EXERCISE SET:
A. Summarize the SEO statistics article in two sentences.
B. Write the next part of the SEO statistics article, picking up right after its final sentence.

TEXT UNDER STUDY:
--*--
Set Your SEO Face To Stun…
Before we get started, we’ve got to point out that, at Convert Digital, we’re major SEO fans, so we’re bound to be just a little bit excited about any mind blowing stats we can get our hands on. That said, some of these 19 shocking SEO stats are just that; shocking. In a good way, of course.
We’ve compiled a list of statistics that should get your digital marketing departments juices flowing, as well as a few ideas and opinions on how best to work with the information, from strategy pointers to industry insights. Hopefully, after you’ve finished reading, you’ll be a little more switched on to SEO and a lot more focussed on how and where you’re going with your strategy.
Here we go:
General SEO Statistics
93% of all online activities start with a search engine.
We may be stating the obvious with this one but; if your site isn’t indexed and showing in search engine results pages it needs to be! With 93% of all online activities starting with a search engine, it’s clear that at least some basic SEO will help boost your site traffic, which is why you should make this a priority. Here’s a few steps you could take to get started:
- Submit your website to Google Search Console
- Optimise Meta Tags and descriptions
- Optimise home page copy for one specific keyword
Search engines generate 300% more traffic for websites than social media.
Don’t get us wrong, we’re big advocates of social media, which is the perfect, mass market channel for upper funnel marketing, helping to launch a new brand or generate some product awareness. That said, we’re really at a loss as to why so many businesses put their entire growth focus into social media, which can be speculative at best, when they could be targeting high value terms, with buyer intent.
--*--
INFORMATION SUPPLIED:
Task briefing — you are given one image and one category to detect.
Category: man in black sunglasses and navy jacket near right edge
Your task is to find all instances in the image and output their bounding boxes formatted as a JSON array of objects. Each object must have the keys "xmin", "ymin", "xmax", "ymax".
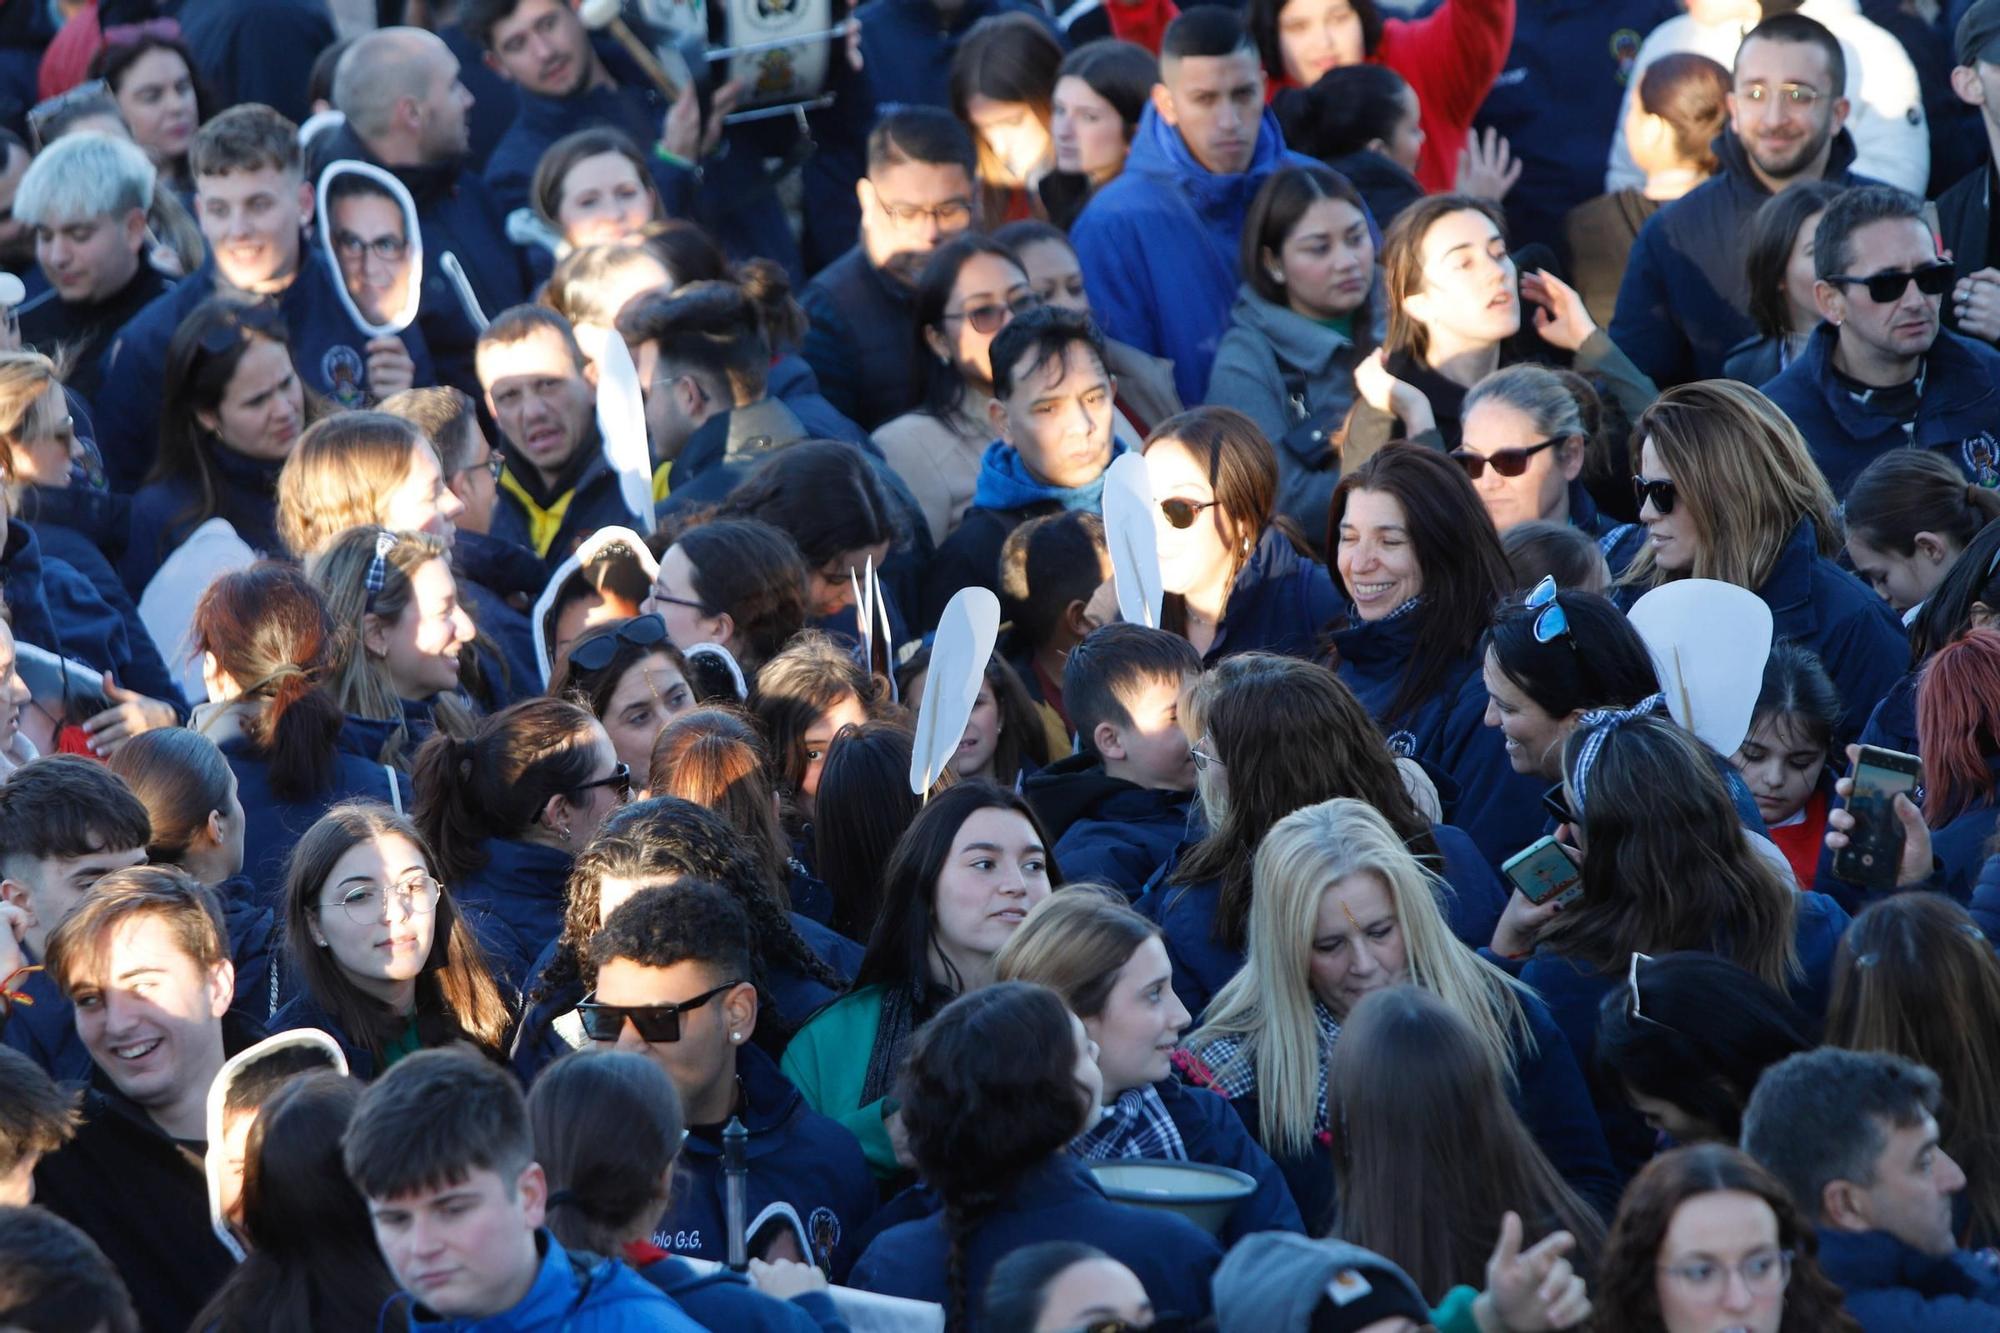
[{"xmin": 1764, "ymin": 186, "xmax": 2000, "ymax": 496}]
--*--
RESPONSES IN ORDER:
A. Convert Digital presents a list of 19 SEO statistics, along with ideas on how to use them, in the hope that readers become more focused on their SEO strategy. The first figures show that 93% of online activities start with a search engine, which makes basic SEO such as submitting a site to Google Search Console a priority, and that search engines generate 300% more traffic for websites than social media, which the article calls suited to upper funnel marketing but speculative as a business's entire growth focus.

B.
Search engines generating 300% more traffic than social media is a big thing in itself, which highlights most business’ need to prioritise SEO, but it’s when you think of the quality of traffic that search engines produce over social media that this stat really hits home.
We recommend building your digital marketing strategy around SEO, targeting keywords that users may search with at every stage of the purchasing journey. Alongside this, you could generate supporting content for social media, which not only drives your marketing message home, but also provides continuity for would be customers.
14.6% of SEO-generated leads are converted into sales.
Another win for SEO, 14.6% of SEO generated leads are converted into sales. Great stuff, but that doesn’t mean you should get complacent.
Again, think about your product or service and map out a complete funnel, from the initial point of contact, right through to purchase or enquiry. Using this map or ‘journey’ you can tailor your SEO strategy to suit, creating content that connects at every stage, helping increase your conversion rate further. If you’re unsure what we mean, here’s an idea of content we’d create to target new clients looking for PPC services;
- 10 Ways To Generate Leads Online
- What Is PPC?
- Which Is Best PPC or SEO?
- How To Find The Right PPC Agency
As you can see, each of these blog posts would connect with users at different stages in their purchasing decision, with the idea being that we’d educate and inform them, helping to build awareness and gradually inching users closer to conversion.
51% of all website traffic comes from organic searches.
Another self explanatory stat; if you’re not maximising organic search then you’re missing out on roughly half of your overall traffic potential! This is more proof that, whilst other channels may be in vogue, SEO will always be number one in most, solid digital marketing strategies.
70% to 80% of users completely ignore paid advertisements.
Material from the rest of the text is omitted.